Natural language region descriptions:
____

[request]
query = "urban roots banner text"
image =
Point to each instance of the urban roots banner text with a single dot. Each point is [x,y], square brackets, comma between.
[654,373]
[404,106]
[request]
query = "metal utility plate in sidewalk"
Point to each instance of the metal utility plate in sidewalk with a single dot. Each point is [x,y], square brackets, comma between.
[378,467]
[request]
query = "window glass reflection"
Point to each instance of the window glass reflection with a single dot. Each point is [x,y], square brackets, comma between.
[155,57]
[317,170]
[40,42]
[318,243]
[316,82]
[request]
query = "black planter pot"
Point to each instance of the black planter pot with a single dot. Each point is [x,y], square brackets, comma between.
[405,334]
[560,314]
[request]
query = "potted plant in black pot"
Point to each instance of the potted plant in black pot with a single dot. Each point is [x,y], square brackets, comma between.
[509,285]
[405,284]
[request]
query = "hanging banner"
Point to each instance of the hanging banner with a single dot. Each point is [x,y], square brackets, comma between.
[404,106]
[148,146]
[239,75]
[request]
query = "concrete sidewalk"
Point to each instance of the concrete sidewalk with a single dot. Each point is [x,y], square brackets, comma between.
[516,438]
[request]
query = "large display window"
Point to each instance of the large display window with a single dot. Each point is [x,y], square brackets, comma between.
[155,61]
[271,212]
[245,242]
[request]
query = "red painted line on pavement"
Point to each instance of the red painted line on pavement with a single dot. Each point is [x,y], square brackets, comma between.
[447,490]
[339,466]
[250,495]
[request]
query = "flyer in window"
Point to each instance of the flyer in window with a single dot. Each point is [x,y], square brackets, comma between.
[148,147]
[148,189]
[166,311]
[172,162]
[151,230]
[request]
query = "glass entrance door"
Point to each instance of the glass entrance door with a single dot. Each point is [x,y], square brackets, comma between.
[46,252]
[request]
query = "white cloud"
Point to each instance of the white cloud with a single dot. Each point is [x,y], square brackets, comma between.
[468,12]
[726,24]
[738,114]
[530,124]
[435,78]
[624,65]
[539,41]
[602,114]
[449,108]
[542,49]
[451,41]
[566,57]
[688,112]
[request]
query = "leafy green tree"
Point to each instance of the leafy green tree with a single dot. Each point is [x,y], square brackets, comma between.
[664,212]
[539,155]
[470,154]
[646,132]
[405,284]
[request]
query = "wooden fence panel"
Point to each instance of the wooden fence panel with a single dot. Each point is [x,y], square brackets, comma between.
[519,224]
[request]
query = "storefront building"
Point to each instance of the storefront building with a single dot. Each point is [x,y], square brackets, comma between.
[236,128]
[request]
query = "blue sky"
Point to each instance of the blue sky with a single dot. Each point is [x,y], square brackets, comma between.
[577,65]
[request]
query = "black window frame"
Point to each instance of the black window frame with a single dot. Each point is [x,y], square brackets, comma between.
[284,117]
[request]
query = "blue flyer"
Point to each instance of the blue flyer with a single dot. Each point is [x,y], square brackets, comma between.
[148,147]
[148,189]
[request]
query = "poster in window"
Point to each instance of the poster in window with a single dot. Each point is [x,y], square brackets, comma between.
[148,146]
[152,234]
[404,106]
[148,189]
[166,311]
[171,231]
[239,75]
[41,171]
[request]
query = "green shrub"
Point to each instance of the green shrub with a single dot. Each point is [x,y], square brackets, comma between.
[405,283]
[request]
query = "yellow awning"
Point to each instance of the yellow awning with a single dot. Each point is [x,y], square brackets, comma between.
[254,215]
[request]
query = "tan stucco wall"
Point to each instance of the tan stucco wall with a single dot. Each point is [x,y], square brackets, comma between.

____

Assigned task
Your task is to give the records above again, exactly.

Written solution
[request]
query = "urban roots banner text"
image =
Point to each instance of the urban roots banner text with a single dot. Each point is [x,y], square brackets, comma between.
[654,373]
[404,106]
[request]
query = "metal utility plate in sidewalk"
Point to each instance of the metal utility plate in sidewalk with a single dot. Each point is [x,y], square brackets, comma between.
[378,467]
[request]
query = "window glass reflection"
Point to each instance of the window glass reflection with a single dot. Each point is [x,y], square brackets, comma between.
[155,57]
[317,170]
[40,42]
[318,243]
[316,82]
[request]
query = "black planter pot"
Point to each instance of the black planter pot with a single dot. Each point is [x,y], square brackets, comma between.
[405,334]
[560,314]
[request]
query = "potted plant in black pot"
Point to each instance of the potted plant in black pot with a single dot. Each point is [x,y], square brackets, comma between.
[509,285]
[405,284]
[request]
query = "hanging banner"
Point to each instance of the hanging banner with a single dot. Each point is [x,y], square brackets, comma between.
[404,106]
[148,146]
[239,75]
[request]
query = "concrete sidewalk"
Point to each instance of the concrete sidewalk with a single dot. Each point is [x,y], square brackets, comma between.
[516,438]
[request]
query = "large display window"
Point to each instance of the large display window with a single dot. Each point is [x,y], square brackets, comma between.
[155,61]
[271,212]
[245,242]
[request]
query = "red painted line on pavement"
Point to each instance of the red painted line on pavement with a single dot. Each point is [x,y], square brackets, comma between.
[447,490]
[339,466]
[250,495]
[request]
query = "flyer in window"
Point to each instance of the flyer in window with a single dot. Each point is [x,y], square brackets, comma between.
[148,147]
[148,189]
[166,311]
[172,162]
[151,230]
[request]
query = "glass entrance door"
Point to each instance of the glass entrance door with a single dot. Each point is [x,y], square brackets, comma between.
[46,252]
[request]
query = "white cloud"
Point to each instance of the white cloud with a single dot. Each point is [x,y], square brackets, comma between.
[468,12]
[726,24]
[738,114]
[530,124]
[435,78]
[624,65]
[539,41]
[602,114]
[449,108]
[542,49]
[451,41]
[566,57]
[688,112]
[request]
query = "leafy green tree"
Point to each instance of the leafy green tree with a single dot. Each point is [x,y], square brackets, comma between.
[664,212]
[539,155]
[470,154]
[646,132]
[405,284]
[request]
query = "wooden fence panel"
Point to each instance of the wooden fence panel with a single dot. Each point is [x,y], square brackets, comma between.
[519,224]
[request]
query = "storefront building"
Point to each instance of the storefront building with a single dot. Each point is [x,y], square brackets, comma between.
[236,128]
[request]
query = "blue sky"
Point to each instance of the blue sky with a single dot. Each point is [x,y], square brackets, comma between.
[577,65]
[request]
query = "black window frame"
Point to each instance of the black window frame with a single dot. Each point is [x,y], square brackets, comma between.
[284,117]
[request]
query = "blue flyer"
Point to each instance of the blue flyer with a single dot. Each point is [x,y], square brackets, comma between.
[148,147]
[148,189]
[request]
query = "poster in window"
Point to each instance of the poster in window with a single dot. Each point is [x,y], square brackets, comma between.
[148,146]
[152,234]
[404,106]
[148,189]
[166,311]
[171,231]
[239,75]
[41,171]
[request]
query = "green shrub"
Point to each instance of the green shrub with a single dot. Each point is [x,y], square brackets, comma between.
[405,283]
[request]
query = "yellow awning"
Point to each instance of the yellow awning with a single dot. Each point is [x,y], square brackets, comma between.
[254,215]
[request]
query = "tan stucco wall"
Point to each instance of the tan stucco wall with a single dot. Each point is [x,y], square brackets, comma between.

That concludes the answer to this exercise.